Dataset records
○ ○ ○ ○ ○
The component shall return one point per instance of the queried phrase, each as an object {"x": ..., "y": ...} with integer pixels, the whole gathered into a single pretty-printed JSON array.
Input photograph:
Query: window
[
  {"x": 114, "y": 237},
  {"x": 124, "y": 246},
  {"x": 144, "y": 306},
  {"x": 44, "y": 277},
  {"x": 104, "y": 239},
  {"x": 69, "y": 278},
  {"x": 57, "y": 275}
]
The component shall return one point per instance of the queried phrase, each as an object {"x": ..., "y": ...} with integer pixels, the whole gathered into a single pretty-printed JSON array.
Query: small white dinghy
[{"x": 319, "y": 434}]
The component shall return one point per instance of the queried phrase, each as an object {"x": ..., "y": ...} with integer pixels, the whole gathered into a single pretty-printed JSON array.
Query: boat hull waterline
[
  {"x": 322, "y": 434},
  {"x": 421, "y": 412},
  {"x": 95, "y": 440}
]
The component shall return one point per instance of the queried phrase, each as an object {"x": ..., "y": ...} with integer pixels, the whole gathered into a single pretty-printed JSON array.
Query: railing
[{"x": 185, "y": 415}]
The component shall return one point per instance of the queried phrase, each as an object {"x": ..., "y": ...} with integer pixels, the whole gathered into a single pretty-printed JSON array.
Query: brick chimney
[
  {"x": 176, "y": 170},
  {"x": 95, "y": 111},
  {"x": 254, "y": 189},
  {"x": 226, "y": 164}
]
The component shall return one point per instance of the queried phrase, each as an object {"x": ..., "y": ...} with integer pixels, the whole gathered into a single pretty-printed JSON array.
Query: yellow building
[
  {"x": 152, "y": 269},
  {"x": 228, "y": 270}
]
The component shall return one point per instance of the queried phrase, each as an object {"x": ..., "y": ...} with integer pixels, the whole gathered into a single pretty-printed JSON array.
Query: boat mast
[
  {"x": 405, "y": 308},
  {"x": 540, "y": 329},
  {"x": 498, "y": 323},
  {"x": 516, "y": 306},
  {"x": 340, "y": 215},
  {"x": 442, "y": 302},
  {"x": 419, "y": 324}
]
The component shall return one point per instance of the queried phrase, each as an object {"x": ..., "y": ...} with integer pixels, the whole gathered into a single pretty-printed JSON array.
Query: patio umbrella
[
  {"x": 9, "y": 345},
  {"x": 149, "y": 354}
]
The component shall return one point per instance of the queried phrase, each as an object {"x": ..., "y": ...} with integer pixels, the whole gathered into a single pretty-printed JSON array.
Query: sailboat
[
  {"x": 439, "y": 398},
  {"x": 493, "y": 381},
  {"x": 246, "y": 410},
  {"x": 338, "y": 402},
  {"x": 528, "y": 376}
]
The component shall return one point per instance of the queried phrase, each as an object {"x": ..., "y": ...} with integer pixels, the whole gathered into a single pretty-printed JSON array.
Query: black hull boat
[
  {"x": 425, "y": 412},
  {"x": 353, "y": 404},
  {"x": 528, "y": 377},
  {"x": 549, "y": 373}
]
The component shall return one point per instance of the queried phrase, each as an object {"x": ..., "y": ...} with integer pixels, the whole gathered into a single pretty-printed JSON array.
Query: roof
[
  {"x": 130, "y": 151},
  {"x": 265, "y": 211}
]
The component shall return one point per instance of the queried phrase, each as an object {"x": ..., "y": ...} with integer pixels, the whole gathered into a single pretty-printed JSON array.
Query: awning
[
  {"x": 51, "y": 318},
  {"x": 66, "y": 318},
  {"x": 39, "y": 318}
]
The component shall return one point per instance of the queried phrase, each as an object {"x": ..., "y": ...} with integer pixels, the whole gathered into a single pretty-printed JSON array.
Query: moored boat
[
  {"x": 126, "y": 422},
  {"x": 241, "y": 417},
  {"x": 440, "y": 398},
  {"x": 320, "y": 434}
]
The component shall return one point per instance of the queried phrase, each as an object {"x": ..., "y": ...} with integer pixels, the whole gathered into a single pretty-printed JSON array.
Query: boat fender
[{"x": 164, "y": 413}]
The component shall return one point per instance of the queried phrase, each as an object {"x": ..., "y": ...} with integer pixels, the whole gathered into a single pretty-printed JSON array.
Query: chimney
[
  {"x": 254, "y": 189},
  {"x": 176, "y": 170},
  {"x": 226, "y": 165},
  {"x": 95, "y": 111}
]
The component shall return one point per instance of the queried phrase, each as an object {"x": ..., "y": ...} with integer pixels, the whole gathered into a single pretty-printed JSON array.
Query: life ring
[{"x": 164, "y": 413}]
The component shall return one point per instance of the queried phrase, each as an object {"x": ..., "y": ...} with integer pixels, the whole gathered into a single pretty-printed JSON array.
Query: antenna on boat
○ ○ ○ ○ ○
## WHAT YOU SHOULD DO
What you return must match the records exactly, line for line.

## WRITTEN RESPONSE
The component shall return one point per instance of the queried phrase, each as an object {"x": ..., "y": ...} with integer pixels, the whole gathered into a single pretty-printed JSON array.
Input photograph:
Query: window
[
  {"x": 114, "y": 237},
  {"x": 124, "y": 246},
  {"x": 144, "y": 306},
  {"x": 44, "y": 277},
  {"x": 104, "y": 239},
  {"x": 69, "y": 278},
  {"x": 57, "y": 275}
]
The component shall return one point per instance of the queried phrase, each as an object {"x": ..., "y": ...} with integer pixels, the whole gathered into a single pretty-printed JSON array.
Query: small white dinghy
[{"x": 319, "y": 434}]
The component shall return one point per instance of the queried phrase, each as an object {"x": ..., "y": ...} with integer pixels, the whole gathered into a single pretty-printed JSON array.
Query: boat hull waterline
[
  {"x": 322, "y": 434},
  {"x": 421, "y": 412},
  {"x": 95, "y": 440}
]
The component shall return one point per instance of the queried phrase, each as an object {"x": ..., "y": ...} with integer pixels, the whole gathered into a single pretty-printed JSON array.
Query: railing
[{"x": 185, "y": 415}]
The component shall return one point per instance of the queried phrase, each as an object {"x": ..., "y": ...} with integer pixels, the whole gathered into a single pretty-printed JSON array.
Query: brick chimney
[
  {"x": 176, "y": 170},
  {"x": 95, "y": 111},
  {"x": 254, "y": 189},
  {"x": 226, "y": 164}
]
The component shall return one point per instance of the queried phrase, each as an object {"x": ..., "y": ...} with integer pixels, the whole gathered into a single pretty-printed JSON array.
Query: yellow building
[
  {"x": 152, "y": 269},
  {"x": 228, "y": 270}
]
The component shall return one point per instance of the queried phrase, each as an object {"x": ..., "y": ...} with integer pixels, the whole gathered into a single pretty-printed JSON array.
Query: boat mast
[
  {"x": 405, "y": 308},
  {"x": 540, "y": 329},
  {"x": 498, "y": 323},
  {"x": 516, "y": 306},
  {"x": 340, "y": 215},
  {"x": 442, "y": 302},
  {"x": 419, "y": 324}
]
The component shall return one point per instance of the queried phrase, each as an object {"x": ..., "y": ...} with integer pixels, the whole gathered into a single pretty-printed JSON array.
Query: patio umbrella
[
  {"x": 9, "y": 345},
  {"x": 149, "y": 354}
]
The component shall return one point per instance of the queried phrase, each as an object {"x": ..., "y": ...} with integer pixels, the whole gathered into a single pretty-printed JSON array.
Query: sailboat
[
  {"x": 439, "y": 398},
  {"x": 493, "y": 381},
  {"x": 246, "y": 410},
  {"x": 338, "y": 402},
  {"x": 528, "y": 376}
]
The component shall return one point per instance of the queried phrase, each as an object {"x": ..., "y": ...} with integer pixels, the whole gathered into a single pretty-printed JSON array.
Query: black hull boat
[
  {"x": 425, "y": 412},
  {"x": 353, "y": 404},
  {"x": 528, "y": 377},
  {"x": 549, "y": 373}
]
The component shall return one point per instance of the queried phrase, each as an object {"x": ..., "y": ...} with integer pixels, the whole gathered into a single pretty-printed JSON array.
Query: roof
[
  {"x": 130, "y": 151},
  {"x": 265, "y": 211}
]
The component shall return one point per instance of the queried phrase, each as an object {"x": ..., "y": ...} with integer pixels, the whole gathered into a single pretty-printed JSON array.
Query: awning
[
  {"x": 51, "y": 318},
  {"x": 66, "y": 318},
  {"x": 39, "y": 318}
]
The component shall return one point per instance of the queried phrase, each as an object {"x": ..., "y": ...} with integer pixels, the whole gathered into a single pretty-printed JSON array.
Query: moored boat
[
  {"x": 126, "y": 422},
  {"x": 241, "y": 417},
  {"x": 440, "y": 398},
  {"x": 320, "y": 434}
]
The component shall return one point per instance of the queried phrase, each as an object {"x": ..., "y": ...} with integer pixels, the whole gathered into a single pretty-printed JSON array.
Query: boat fender
[{"x": 164, "y": 413}]
The component shall return one point per instance of the queried phrase, each as an object {"x": ..., "y": ...} with integer pixels, the whole gathered into a single pretty-printed JSON array.
Query: chimney
[
  {"x": 254, "y": 189},
  {"x": 176, "y": 170},
  {"x": 226, "y": 165},
  {"x": 95, "y": 111}
]
The component shall return one point per instance of the queried phrase, each as an object {"x": ..., "y": ...} with integer pixels, the whole gathered into a single pretty-printed JSON array.
Query: life ring
[{"x": 164, "y": 413}]
The component shall return one point per instance of the queried phrase, each as an object {"x": ..., "y": ...} with integer pixels, the whole gathered into a single pretty-printed JSON array.
Query: antenna on boat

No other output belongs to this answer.